▶ What is being asked: Rewrite the passage of the article on the US-Africa summit from "When African heads" up to and including "to US taxpayers.", substituting "citizens" for "taxpayers".

How the US-Africa Summit Can Catalyze Africa’s Rise

Gas and Hydro Set to Dominate Africa’s Energy Sector

When African heads of states descend on Washington, DC, next week for the US-Africa Leaders Summit, hosted by President Obama, the challenge of raising millions of Africans out of energy poverty is poised to take center stage. Adding to this conversation are the Electrify and Energize Africa Acts, two parallel pieces of legislation being moved through the House and Senate (respectively). If enacted, the legislation ensures the government will create a framework to increase electrification in sub-Saharan Africa, at no additional cost to US taxpayers.

This summer could quite possibly be the catalyst of Africa’s rise. But much will depend on how Obama, Congress, the United Nations, and other international agencies figure out how to adopt a vision of electrification that is robust enough to truly unleash development. For this to happen, leaders can no longer conceive of access to electricity as a charity for rural villages, but instead as the process by which Africa will build roads and cities, run factories, and construct far-reaching, centralized electrical grids.

Not everyone shares this vision. To meet the needs of rapidly growing economies, it has been suggested that small-scale, distributed renewable energy technologies are ready to displace the centralized grid. The Sierra Club, for one, believes that the “hardened and centralized infrastructure of the 20th century power grid” will be unnecessary in developing countries, where solar microgrids will power communities. The UN Secretary General Ban Ki Moon argued in the New York Times last year that “developing countries can leapfrog conventional options in favor of cleaner energy solutions.”

▶ Data records:
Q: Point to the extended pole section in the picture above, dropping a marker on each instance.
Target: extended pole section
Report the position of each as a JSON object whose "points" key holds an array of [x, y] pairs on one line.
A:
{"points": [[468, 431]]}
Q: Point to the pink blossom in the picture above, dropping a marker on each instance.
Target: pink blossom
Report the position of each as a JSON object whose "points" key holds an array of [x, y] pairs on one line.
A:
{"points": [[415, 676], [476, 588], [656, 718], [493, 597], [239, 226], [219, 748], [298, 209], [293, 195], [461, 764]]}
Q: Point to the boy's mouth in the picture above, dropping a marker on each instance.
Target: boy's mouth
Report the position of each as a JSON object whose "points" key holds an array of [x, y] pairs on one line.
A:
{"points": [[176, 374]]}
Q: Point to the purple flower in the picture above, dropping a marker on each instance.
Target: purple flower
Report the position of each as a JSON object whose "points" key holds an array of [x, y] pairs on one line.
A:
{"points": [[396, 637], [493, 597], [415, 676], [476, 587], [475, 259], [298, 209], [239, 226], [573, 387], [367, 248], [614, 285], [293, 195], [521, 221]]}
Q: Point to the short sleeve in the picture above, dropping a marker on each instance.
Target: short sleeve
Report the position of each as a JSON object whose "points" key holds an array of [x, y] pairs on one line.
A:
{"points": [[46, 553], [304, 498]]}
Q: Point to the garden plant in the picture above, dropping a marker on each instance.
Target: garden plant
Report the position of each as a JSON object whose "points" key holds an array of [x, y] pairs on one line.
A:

▶ Exercise answer:
When African heads of states descend on Washington, DC, next week for the US-Africa Leaders Summit, hosted by President Obama, the challenge of raising millions of Africans out of energy poverty is poised to take center stage. Adding to this conversation are the Electrify and Energize Africa Acts, two parallel pieces of legislation being moved through the House and Senate (respectively). If enacted, the legislation ensures the government will create a framework to increase electrification in sub-Saharan Africa, at no additional cost to US citizens.